The opening ceremony of the 2014 Winter Olympics took place at the Fisht Olympic Stadium in Sochi, Russia, on 7 February 2014. It began at 20:14 MSK (UTC+4) and finished at 23:02 MSK (UTC+4). It was filmed and produced by OBS and Russian host broadcasters Channel One and VGTRK.[1] This was the first Winter Olympics and first Olympic Games opening ceremony under the IOC presidency of Thomas Bach.[2][3][4] This was also the second consecutive Winter Olympic opening ceremony to be held in an indoor stadium.

The Games were officially opened by President Vladimir Putin. An audience of 40,000 were in attendance at the stadium with an estimated 2,000 performers.[5]


The site of the opening ceremony, Fisht Olympic Stadium was built specifically for the games. Fisht Stadium seats 40,000. No Olympic or Paralympic competitions were held there; it was only used for the opening and closing ceremonies during the respective Games.[6] Television producer Konstantin Ernst was the main Creative Head in charge of the opening ceremonies.[7] Andrei Nasonovsky was the Executive Producer of record; and Andrei Boltenko was the writer and director of the ceremony. A different team was in charge of the Closing Ceremony as well as the Paralympic ceremonies.


Pre-ceremony activities included performances by the Russian pop duo t.A.T.u. and the Ministry of Internal Affairs choir, who performed a version of Daft Punk's "Get Lucky".[8][9][10]

Opening section[edit]

Dreams of Russia[edit]

The ceremony, opened with an on-screen video showing 11-year-old Liza Temnikova playing a character named Lyubov (Russian for 'love') reciting the Russian alphabet. Each letter is associated with images of a famous Russian person or landmark. Many of the letters features some of Russia's most famous writers such as Dostoyevsky, Nabokov, Tolstoy, Chekhov, and countless others that have impacted Russian history, culture, literature, and philosophy.

Lyubov then flew into the air as she dreamed of grabbing the tail of a kite and being lifted far off the stage. Nine different floats, carrying Russian landscapes, passed beneath her as she slept.[7]

Five large snowflakes descended into the stadium which expanded and joined to form the Olympic rings. However, a technical error caused the fifth ring not to expand, and pyrotechnics did not go off from the rings. The mishap was later self-mocked by the organizers at the closing ceremony where one of the roundrelay dance groups symbolizing the Olympic rings "failed" to expand.

*Data rows*:
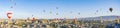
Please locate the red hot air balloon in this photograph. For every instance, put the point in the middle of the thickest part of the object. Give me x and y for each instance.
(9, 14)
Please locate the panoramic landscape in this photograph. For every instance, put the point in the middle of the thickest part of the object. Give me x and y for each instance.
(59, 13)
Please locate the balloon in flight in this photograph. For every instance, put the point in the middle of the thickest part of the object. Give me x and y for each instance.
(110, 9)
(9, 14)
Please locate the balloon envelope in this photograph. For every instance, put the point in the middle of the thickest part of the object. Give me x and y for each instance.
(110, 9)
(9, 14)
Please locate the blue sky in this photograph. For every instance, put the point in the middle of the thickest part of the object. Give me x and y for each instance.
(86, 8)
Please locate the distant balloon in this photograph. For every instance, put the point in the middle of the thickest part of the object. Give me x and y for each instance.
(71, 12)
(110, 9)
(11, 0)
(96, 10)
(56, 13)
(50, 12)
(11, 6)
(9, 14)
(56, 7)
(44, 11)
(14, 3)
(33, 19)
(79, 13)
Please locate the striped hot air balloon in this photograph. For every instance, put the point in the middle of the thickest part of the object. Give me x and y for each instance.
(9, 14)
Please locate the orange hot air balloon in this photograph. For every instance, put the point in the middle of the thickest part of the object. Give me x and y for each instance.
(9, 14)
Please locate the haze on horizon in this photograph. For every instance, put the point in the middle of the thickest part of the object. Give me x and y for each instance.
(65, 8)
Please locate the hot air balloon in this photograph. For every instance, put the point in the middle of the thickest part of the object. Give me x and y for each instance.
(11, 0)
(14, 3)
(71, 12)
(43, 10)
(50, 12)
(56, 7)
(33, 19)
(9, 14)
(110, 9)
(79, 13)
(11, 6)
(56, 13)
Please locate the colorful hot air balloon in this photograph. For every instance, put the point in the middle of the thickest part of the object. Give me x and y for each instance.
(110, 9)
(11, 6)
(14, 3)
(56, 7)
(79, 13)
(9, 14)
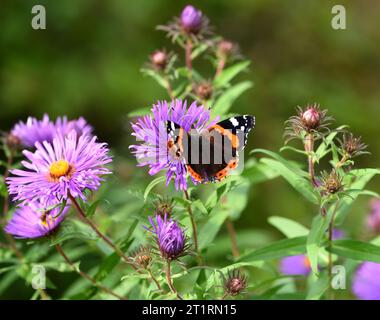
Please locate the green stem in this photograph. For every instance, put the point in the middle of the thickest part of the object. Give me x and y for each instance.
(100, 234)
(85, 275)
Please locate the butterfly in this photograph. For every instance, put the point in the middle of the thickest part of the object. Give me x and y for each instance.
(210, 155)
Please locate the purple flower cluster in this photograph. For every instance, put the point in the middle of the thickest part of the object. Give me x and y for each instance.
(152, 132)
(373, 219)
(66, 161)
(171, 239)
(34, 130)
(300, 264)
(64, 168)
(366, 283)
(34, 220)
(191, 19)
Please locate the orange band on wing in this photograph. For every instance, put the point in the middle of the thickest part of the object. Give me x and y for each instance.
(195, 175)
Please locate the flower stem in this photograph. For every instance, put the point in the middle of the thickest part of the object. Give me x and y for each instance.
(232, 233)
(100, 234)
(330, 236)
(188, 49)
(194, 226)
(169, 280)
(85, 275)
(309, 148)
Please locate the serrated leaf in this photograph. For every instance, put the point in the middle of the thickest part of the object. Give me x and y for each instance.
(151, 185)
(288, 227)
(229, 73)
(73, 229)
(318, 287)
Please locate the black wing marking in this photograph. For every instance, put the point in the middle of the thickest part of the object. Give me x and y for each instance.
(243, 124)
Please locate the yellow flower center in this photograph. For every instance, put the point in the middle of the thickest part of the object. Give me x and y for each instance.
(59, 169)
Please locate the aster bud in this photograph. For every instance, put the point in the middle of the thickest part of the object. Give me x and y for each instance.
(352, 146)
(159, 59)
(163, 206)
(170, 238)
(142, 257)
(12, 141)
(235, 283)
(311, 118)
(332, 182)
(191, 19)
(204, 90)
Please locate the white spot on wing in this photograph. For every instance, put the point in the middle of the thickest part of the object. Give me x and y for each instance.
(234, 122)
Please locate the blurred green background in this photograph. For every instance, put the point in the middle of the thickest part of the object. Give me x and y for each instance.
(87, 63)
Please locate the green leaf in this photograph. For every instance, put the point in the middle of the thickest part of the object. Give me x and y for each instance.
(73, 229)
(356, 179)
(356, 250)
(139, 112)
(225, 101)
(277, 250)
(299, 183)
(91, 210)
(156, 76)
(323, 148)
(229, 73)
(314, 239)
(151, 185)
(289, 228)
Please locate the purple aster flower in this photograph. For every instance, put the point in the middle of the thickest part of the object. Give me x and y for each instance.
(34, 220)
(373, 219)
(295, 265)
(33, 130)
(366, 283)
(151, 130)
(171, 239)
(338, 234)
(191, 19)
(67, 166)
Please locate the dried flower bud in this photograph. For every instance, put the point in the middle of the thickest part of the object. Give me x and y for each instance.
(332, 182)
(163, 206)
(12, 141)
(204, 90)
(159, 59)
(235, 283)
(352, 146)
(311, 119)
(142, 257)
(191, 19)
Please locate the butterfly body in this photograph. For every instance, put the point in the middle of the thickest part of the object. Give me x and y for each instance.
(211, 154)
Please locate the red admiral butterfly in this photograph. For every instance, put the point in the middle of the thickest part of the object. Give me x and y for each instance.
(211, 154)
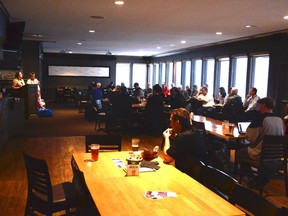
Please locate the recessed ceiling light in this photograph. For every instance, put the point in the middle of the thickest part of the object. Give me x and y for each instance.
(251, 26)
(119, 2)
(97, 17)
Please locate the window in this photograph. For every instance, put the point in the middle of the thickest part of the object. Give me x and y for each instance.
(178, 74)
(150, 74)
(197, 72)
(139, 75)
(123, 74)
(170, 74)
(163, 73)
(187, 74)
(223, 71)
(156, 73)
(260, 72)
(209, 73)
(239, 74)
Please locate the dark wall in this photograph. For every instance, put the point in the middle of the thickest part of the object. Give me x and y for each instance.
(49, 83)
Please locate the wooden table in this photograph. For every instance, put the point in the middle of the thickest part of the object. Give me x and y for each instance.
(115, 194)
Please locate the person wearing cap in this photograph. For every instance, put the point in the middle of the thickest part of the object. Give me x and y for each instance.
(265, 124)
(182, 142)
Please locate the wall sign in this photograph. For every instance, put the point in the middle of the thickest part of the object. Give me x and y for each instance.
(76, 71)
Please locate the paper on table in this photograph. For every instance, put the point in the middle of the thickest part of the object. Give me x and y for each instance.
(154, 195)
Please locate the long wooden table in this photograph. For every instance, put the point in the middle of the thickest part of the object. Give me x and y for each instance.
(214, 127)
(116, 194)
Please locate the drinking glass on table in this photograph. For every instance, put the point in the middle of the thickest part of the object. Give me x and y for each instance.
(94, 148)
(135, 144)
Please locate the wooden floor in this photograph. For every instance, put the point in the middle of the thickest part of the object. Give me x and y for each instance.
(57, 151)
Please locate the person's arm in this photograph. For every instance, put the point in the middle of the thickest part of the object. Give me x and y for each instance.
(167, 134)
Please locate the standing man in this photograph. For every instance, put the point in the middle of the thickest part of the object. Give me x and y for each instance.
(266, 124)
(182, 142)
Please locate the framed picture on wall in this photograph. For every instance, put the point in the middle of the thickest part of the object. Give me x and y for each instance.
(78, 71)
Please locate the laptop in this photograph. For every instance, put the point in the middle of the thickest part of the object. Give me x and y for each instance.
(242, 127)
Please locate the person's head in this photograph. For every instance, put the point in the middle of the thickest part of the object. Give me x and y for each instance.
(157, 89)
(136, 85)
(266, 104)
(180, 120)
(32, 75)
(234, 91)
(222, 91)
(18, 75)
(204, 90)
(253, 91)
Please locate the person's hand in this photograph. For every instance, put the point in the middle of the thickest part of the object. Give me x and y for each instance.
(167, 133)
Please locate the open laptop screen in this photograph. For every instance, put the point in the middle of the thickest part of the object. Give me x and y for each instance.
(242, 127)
...
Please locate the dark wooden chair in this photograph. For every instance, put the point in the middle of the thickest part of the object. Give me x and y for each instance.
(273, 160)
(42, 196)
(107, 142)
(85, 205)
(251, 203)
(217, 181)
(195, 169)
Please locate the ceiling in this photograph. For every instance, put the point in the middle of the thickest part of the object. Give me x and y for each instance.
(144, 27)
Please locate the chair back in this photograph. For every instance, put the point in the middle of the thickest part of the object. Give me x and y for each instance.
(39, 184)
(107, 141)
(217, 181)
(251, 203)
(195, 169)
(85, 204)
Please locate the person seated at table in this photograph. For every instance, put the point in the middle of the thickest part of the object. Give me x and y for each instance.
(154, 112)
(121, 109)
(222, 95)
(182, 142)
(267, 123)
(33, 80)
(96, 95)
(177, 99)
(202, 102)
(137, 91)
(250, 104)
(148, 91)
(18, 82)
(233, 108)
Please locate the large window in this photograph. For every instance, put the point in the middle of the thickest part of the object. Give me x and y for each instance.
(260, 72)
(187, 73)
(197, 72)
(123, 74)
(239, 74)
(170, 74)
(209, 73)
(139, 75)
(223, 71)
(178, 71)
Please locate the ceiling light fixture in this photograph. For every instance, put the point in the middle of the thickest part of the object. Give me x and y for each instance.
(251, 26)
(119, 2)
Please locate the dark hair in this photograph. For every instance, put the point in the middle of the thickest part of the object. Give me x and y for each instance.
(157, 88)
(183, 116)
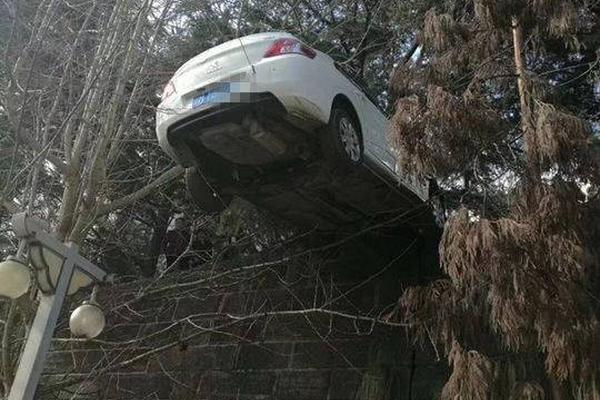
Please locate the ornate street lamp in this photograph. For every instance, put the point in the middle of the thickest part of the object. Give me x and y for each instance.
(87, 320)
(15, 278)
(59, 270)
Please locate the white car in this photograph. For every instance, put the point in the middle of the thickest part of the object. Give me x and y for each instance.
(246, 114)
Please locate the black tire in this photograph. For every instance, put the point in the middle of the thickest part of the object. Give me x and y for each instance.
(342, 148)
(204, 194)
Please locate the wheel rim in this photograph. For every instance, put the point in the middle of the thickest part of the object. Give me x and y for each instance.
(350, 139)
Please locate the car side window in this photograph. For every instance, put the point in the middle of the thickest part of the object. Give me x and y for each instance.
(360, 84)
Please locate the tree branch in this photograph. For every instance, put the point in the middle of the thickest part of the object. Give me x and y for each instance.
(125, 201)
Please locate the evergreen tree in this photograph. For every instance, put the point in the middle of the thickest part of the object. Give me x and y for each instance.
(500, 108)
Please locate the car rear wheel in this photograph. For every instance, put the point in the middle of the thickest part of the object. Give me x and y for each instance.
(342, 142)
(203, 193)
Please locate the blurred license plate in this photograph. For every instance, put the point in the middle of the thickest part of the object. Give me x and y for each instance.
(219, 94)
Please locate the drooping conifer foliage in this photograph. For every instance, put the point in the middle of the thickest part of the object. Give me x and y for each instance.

*Directives*:
a) According to the text about the Sochi opening ceremony, which Olympic ring failed to expand?
b) Extract every line of the rows that contains the word "landscape". Case counts.

*Complete answers*:
a) The fifth ring.

b)
Please locate the panoramic landscape in this photograph. For every instance, put the point in the middle of the thickest part of the object. Give me x and y for each instance.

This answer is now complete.